## start Page excerpt
Saturday, October 29, 2016

If you look for it, you'll always find a meaning.

One day when my eldest daughter was in second grade, I wrote her a note and tucked it into her lunchbox. She liked it so much that she asked for one the second day. On the second day, I made it a silly poem. She wanted one again and again. My first theme was the animals we would encounter in our yard- deer, moles, nesting geese, crafty mice, stray dogs, the neighbor's cat who keeps vigil over our house like a hungry wraith, the ephemeral butterflies who haunt our most humid days and seem to be swimming like rays. None of these short verses would take me more than two minutes to write. It became my rule for them to be quick and- whatever the opposite of deliberate is- as fleeting as these childhood days. They help me to notice her more- it's strange how hard that is- to continually notice someone. To notice with due wonder.

She's in fourth grade now and still wants these poems- the fact that she hasn't tired of them seems so strange to me that I feel the desire for them to contain more meaning. They have grown abstract and I'm not sure where I'm going with them. The one I wrote her yesterday read:

They say everything happens for a reason,
And if you look for it, you'll always find a meaning.
But I am happier just counting on the seasons
Changing just as naturally as you or I breathing.

Occasionally she gives me some feedback on the poems. All the kids she eats lunch with read them. One of the more boisterous girls tears it from her lunch box every day when she opens it and reads it before she does- a fact that amuses her. She told me last night that the other kids thought that one didn't make any sense but that she thought it sort of did.

Today she had a friend over to play and we were putting together a couple soccer nets for them to use. We had a couple of pieces of the PVC pipe used to construct the frames swapped and couldn't figure out what we were doing wrong for a minute. Then in a flash she realized what we were doing wrong and corrected me. "Oh!" I remarked, "Now it all makes sense!" I was delighted that she had figured it out first. And I was even more delighted when she said, "It's just like that poem that you wrote! 'Everything happens for a reason!'"
## end Page excerpt
## start Record excerpts
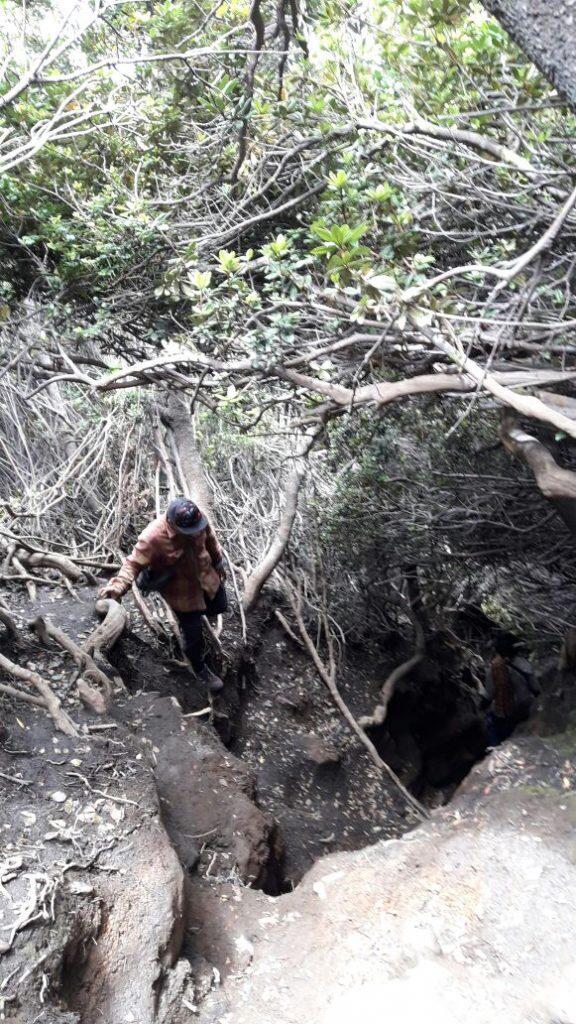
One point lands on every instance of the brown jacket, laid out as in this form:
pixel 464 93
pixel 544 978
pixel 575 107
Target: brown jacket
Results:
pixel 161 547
## end Record excerpts
## start Record excerpts
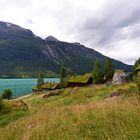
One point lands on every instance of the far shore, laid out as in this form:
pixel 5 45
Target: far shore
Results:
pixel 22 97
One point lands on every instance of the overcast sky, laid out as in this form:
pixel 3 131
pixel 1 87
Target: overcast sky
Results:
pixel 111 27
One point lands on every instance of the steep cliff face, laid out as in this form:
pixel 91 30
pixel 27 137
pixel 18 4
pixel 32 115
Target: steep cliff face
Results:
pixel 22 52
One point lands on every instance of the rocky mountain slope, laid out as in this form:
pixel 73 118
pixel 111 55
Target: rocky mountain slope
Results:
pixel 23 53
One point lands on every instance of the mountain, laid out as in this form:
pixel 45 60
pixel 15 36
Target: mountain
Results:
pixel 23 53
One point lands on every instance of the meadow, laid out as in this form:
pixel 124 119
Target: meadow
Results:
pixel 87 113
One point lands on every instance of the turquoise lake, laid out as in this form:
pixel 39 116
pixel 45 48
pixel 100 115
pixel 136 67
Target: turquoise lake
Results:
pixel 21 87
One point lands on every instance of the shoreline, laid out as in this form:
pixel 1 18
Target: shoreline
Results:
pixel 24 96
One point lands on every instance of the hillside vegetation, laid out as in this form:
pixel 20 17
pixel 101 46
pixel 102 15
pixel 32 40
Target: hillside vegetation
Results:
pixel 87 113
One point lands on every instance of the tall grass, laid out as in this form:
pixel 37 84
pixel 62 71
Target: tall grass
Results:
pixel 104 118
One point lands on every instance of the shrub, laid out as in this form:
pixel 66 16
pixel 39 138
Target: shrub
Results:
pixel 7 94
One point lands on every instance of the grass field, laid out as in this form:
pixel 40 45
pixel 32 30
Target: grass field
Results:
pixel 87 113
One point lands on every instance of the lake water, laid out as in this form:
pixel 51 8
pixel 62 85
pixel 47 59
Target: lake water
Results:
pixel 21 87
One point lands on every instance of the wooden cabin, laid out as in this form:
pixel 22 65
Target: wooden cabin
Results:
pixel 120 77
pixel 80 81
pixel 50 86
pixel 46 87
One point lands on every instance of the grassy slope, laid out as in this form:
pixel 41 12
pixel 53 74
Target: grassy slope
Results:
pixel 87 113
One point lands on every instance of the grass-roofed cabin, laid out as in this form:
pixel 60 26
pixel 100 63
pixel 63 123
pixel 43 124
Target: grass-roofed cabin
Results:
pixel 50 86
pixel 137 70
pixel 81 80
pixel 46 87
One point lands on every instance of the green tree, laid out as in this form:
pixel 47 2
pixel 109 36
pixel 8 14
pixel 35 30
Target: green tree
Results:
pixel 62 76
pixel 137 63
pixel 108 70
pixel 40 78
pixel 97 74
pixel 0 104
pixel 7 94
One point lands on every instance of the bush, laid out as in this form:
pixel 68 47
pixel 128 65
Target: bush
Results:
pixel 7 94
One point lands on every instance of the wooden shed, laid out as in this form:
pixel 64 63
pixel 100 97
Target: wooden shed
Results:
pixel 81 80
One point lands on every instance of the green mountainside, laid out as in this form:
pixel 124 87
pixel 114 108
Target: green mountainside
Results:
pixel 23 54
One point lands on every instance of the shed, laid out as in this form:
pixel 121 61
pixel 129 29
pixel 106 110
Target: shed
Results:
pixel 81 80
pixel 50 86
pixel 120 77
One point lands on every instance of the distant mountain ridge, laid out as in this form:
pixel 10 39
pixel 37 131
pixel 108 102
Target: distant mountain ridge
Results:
## end Record excerpts
## start Record excerpts
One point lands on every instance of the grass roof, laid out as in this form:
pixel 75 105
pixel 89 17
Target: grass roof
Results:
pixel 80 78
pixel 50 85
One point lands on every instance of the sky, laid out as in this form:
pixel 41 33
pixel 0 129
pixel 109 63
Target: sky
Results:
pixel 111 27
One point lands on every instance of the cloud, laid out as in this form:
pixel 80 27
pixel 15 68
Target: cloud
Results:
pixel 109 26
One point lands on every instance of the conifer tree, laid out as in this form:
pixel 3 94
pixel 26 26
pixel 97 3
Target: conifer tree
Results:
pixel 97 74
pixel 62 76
## end Record excerpts
Your objective.
Answer these questions using the post above about lunchbox poems:
1. What grade was the eldest daughter in when the notes in her lunchbox began?
2. What was the first theme of the short verses?
3. What were they putting together when the daughter had a friend over to play?

Result below.
1. Second grade.
2. The animals they would encounter in their yard.
3. A couple of soccer nets.